Return, exactly, the line that contains "Would you mind picking out the fishing reel" together with all lines after it to the end of the entries, and no further lines.

------ RECORDS SHOWN ------

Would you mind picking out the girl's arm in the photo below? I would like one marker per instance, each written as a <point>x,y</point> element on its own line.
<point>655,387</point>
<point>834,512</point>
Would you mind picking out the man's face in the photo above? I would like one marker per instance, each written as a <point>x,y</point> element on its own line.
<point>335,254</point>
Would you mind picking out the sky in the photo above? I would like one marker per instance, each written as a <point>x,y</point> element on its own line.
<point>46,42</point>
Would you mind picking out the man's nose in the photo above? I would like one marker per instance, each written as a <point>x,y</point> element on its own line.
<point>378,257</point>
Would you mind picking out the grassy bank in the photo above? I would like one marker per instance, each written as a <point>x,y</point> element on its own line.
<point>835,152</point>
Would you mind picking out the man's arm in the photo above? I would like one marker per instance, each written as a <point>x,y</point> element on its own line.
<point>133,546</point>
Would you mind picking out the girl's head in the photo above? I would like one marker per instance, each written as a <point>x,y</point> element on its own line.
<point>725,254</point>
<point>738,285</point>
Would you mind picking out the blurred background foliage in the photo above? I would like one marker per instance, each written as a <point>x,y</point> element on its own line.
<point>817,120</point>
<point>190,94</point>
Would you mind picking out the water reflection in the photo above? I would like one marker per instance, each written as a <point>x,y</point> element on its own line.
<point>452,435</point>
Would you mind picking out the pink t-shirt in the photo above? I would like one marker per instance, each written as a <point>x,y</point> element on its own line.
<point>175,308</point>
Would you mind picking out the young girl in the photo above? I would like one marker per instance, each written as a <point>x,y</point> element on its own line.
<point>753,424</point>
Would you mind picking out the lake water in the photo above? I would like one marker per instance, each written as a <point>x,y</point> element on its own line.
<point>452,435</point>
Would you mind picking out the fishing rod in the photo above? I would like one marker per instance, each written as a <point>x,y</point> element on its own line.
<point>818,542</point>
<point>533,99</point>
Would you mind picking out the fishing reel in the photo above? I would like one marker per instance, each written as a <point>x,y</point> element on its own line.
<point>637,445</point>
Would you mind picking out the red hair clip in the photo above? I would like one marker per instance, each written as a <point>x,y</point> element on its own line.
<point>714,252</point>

------

(SOLUTION FOR THIS PROBLEM):
Would you mind picking out the fishing reel in the photo above? I would like one marker per instance, each written as a <point>x,y</point> element on its own line.
<point>637,445</point>
Would you mind picking out the red hair clip in the photo above? I would like one marker per instance, each written as a <point>x,y</point> element on its own line.
<point>714,252</point>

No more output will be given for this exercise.